## What you should do:
Where the word "provide" occurs in a line of the listing below, copy that line.

## Exercise material:
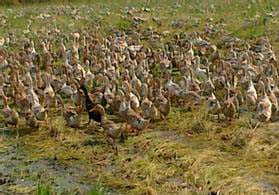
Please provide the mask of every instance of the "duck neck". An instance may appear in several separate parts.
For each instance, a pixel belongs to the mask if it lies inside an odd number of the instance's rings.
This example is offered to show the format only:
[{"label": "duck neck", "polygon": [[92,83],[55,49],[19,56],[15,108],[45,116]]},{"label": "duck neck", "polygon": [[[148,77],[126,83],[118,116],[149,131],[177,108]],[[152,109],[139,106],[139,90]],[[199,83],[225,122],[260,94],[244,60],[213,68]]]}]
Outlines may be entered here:
[{"label": "duck neck", "polygon": [[131,109],[131,100],[130,100],[130,99],[127,101],[127,109],[128,109],[128,110]]},{"label": "duck neck", "polygon": [[5,96],[4,94],[2,94],[2,99],[3,99],[4,108],[5,108],[5,109],[9,109],[8,98],[7,98],[7,96]]},{"label": "duck neck", "polygon": [[268,93],[272,92],[270,80],[267,81],[267,92]]},{"label": "duck neck", "polygon": [[266,96],[266,90],[265,90],[265,85],[264,83],[261,84],[261,90],[262,90],[262,96]]},{"label": "duck neck", "polygon": [[148,99],[148,87],[147,86],[144,86],[143,99]]},{"label": "duck neck", "polygon": [[188,81],[187,81],[187,78],[186,76],[183,77],[183,81],[184,81],[184,89],[188,89]]},{"label": "duck neck", "polygon": [[84,85],[82,85],[82,87],[80,89],[83,91],[83,93],[85,95],[85,103],[86,103],[86,105],[88,105],[87,110],[89,110],[89,109],[91,109],[91,105],[90,104],[92,104],[92,101],[91,101],[91,99],[89,97],[88,91],[87,91],[87,89],[86,89],[86,87]]},{"label": "duck neck", "polygon": [[231,94],[230,94],[230,89],[227,88],[227,100],[230,99],[230,96],[231,96]]},{"label": "duck neck", "polygon": [[87,91],[86,87],[84,85],[82,85],[80,89],[84,92],[84,95],[85,95],[86,99],[89,98],[88,91]]}]

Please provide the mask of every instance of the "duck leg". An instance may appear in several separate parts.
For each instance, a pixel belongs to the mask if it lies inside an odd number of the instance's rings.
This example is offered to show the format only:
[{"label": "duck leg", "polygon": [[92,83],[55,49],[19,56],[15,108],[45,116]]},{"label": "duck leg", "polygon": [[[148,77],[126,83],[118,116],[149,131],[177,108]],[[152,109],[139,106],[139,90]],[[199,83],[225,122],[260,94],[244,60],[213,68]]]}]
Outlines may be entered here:
[{"label": "duck leg", "polygon": [[161,113],[160,118],[161,118],[161,120],[166,121],[166,117],[162,113]]},{"label": "duck leg", "polygon": [[111,148],[114,150],[114,154],[118,155],[118,148],[115,143],[115,139],[106,137],[107,143],[111,146]]},{"label": "duck leg", "polygon": [[217,115],[217,120],[218,120],[218,123],[220,123],[220,113],[218,113],[218,115]]},{"label": "duck leg", "polygon": [[125,133],[121,132],[119,143],[124,143],[126,139],[127,139],[126,132]]},{"label": "duck leg", "polygon": [[110,139],[110,144],[112,146],[112,149],[114,150],[114,154],[116,156],[118,156],[118,148],[117,148],[117,145],[115,143],[115,140],[114,139]]},{"label": "duck leg", "polygon": [[117,147],[117,145],[114,145],[113,148],[114,148],[115,155],[118,156],[118,147]]},{"label": "duck leg", "polygon": [[49,109],[49,132],[52,137],[57,136],[57,131],[53,128],[53,111]]},{"label": "duck leg", "polygon": [[125,129],[124,129],[125,134],[127,134],[128,132],[127,130],[128,130],[128,123],[125,124]]},{"label": "duck leg", "polygon": [[[16,128],[16,125],[14,126]],[[16,140],[19,139],[19,131],[18,131],[18,128],[16,128]]]},{"label": "duck leg", "polygon": [[48,128],[50,131],[52,131],[53,113],[50,110],[50,108],[48,108],[48,110],[49,110],[49,126],[48,126]]},{"label": "duck leg", "polygon": [[248,115],[249,115],[249,126],[251,128],[251,130],[254,130],[253,126],[252,126],[252,113],[251,113],[251,110],[248,106],[248,104],[246,103],[246,108],[247,108],[247,111],[248,111]]},{"label": "duck leg", "polygon": [[89,118],[88,122],[85,123],[85,126],[88,126],[91,123],[91,118]]},{"label": "duck leg", "polygon": [[261,122],[258,121],[257,124],[255,125],[255,127],[253,128],[253,131],[256,131],[256,129],[260,126]]},{"label": "duck leg", "polygon": [[135,135],[139,135],[139,130],[134,127],[131,127],[130,131],[131,131],[131,133],[134,133]]},{"label": "duck leg", "polygon": [[18,130],[16,130],[16,139],[17,140],[19,139],[19,132],[18,132]]}]

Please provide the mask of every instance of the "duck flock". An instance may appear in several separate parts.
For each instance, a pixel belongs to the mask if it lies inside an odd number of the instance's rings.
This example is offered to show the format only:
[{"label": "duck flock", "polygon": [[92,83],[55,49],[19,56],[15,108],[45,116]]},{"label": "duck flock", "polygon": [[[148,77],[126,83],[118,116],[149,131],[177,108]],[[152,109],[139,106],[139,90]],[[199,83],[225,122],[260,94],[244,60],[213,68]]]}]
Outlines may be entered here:
[{"label": "duck flock", "polygon": [[[223,33],[216,41],[215,33],[207,25],[162,41],[164,34],[151,28],[102,35],[93,28],[66,34],[56,26],[20,43],[7,33],[0,46],[4,124],[17,128],[25,121],[52,130],[61,113],[71,128],[100,124],[114,145],[121,135],[168,120],[173,107],[206,105],[216,120],[250,113],[259,122],[275,122],[279,80],[269,39],[248,42]],[[14,45],[20,49],[9,49]],[[84,113],[87,124],[81,124]]]}]

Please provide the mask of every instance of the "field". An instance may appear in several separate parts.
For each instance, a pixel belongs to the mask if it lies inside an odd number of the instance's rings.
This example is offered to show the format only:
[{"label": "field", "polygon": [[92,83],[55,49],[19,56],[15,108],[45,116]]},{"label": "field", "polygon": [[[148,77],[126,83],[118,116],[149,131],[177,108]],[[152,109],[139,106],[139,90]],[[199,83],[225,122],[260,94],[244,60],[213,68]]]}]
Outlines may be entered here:
[{"label": "field", "polygon": [[[217,31],[213,44],[222,33],[247,42],[267,36],[278,56],[278,16],[279,1],[272,0],[27,4],[0,7],[0,37],[13,32],[17,44],[5,49],[19,51],[23,34],[42,38],[34,31],[57,27],[69,35],[93,28],[106,36],[114,28],[129,31],[138,22],[142,31],[162,33],[164,43],[175,33],[204,31],[211,24]],[[142,40],[154,48],[160,43]],[[0,115],[0,194],[279,194],[278,122],[253,130],[245,112],[233,121],[217,121],[205,117],[205,105],[176,106],[167,120],[119,143],[115,155],[102,128],[93,123],[66,128],[55,112],[57,136],[49,135],[46,124],[32,129],[21,120],[18,139]]]}]

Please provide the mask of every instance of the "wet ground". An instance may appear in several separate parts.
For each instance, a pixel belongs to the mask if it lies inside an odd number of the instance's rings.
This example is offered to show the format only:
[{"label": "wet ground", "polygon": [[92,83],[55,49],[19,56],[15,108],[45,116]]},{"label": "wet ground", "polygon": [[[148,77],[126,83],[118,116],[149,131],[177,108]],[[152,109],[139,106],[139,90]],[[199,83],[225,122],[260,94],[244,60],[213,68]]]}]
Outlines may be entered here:
[{"label": "wet ground", "polygon": [[88,174],[80,163],[69,166],[61,163],[55,155],[30,160],[24,143],[20,141],[1,147],[0,159],[0,192],[4,194],[34,192],[40,180],[47,180],[59,194],[78,194],[92,187],[82,180],[88,178]]}]

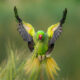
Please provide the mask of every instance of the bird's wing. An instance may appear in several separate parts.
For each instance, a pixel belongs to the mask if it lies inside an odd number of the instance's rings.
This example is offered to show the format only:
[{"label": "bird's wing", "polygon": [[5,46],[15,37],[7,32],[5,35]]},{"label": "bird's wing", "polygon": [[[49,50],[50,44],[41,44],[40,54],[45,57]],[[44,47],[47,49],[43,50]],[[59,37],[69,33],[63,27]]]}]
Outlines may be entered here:
[{"label": "bird's wing", "polygon": [[[64,24],[67,15],[67,9],[63,12],[63,17],[57,24],[50,26],[47,30],[47,35],[49,37],[49,47],[50,49],[54,46],[55,41],[60,36],[62,32],[62,24]],[[52,49],[51,49],[52,50]]]},{"label": "bird's wing", "polygon": [[23,40],[28,42],[28,47],[32,51],[34,49],[33,36],[35,34],[35,30],[31,24],[25,23],[21,20],[21,18],[18,16],[16,7],[14,7],[14,13],[19,24],[17,30],[19,31]]}]

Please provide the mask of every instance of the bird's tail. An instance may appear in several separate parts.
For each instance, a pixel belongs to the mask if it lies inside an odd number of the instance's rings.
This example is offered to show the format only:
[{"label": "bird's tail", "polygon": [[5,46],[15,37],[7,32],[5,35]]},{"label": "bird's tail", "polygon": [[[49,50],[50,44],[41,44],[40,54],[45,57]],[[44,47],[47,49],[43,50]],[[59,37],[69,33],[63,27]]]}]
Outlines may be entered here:
[{"label": "bird's tail", "polygon": [[33,78],[40,76],[39,73],[42,73],[41,71],[44,70],[46,71],[49,80],[55,80],[54,75],[58,75],[57,71],[60,71],[57,63],[51,57],[47,57],[42,62],[40,62],[37,57],[35,57],[34,59],[30,58],[27,60],[24,69],[26,71],[26,74],[31,73],[30,76],[33,76]]},{"label": "bird's tail", "polygon": [[60,68],[58,67],[56,61],[51,57],[48,57],[46,59],[46,71],[49,80],[55,80],[54,75],[57,76],[58,75],[57,71],[60,71]]}]

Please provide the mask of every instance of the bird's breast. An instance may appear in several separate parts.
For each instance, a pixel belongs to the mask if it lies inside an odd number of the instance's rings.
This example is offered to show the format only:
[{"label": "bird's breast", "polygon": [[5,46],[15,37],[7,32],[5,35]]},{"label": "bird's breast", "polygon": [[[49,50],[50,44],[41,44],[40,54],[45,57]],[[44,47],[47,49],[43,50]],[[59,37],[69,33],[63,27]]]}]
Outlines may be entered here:
[{"label": "bird's breast", "polygon": [[47,50],[48,50],[48,44],[41,42],[38,46],[37,53],[38,55],[44,55]]}]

## Output below:
Please provide the mask of every instance of the "duck neck". An instance may appear in several separate parts.
Please provide the mask of every instance of the "duck leg". An instance may appear in several separate parts.
Please provide the mask of every instance of the "duck flock". An instance may appear in several separate parts.
Please provide the mask of every instance of the "field". An instance may appear in several separate parts.
Please provide the mask of every instance of the "wet ground". An instance may appear in several separate parts.
Please provide the mask of every instance of the bird's wing. An instance may appear in several separate parts.
Please provide the mask of every instance of the bird's tail. An instance may appear in several separate parts.
Please provide the mask of every instance of the bird's breast. An instance may appear in several separate parts.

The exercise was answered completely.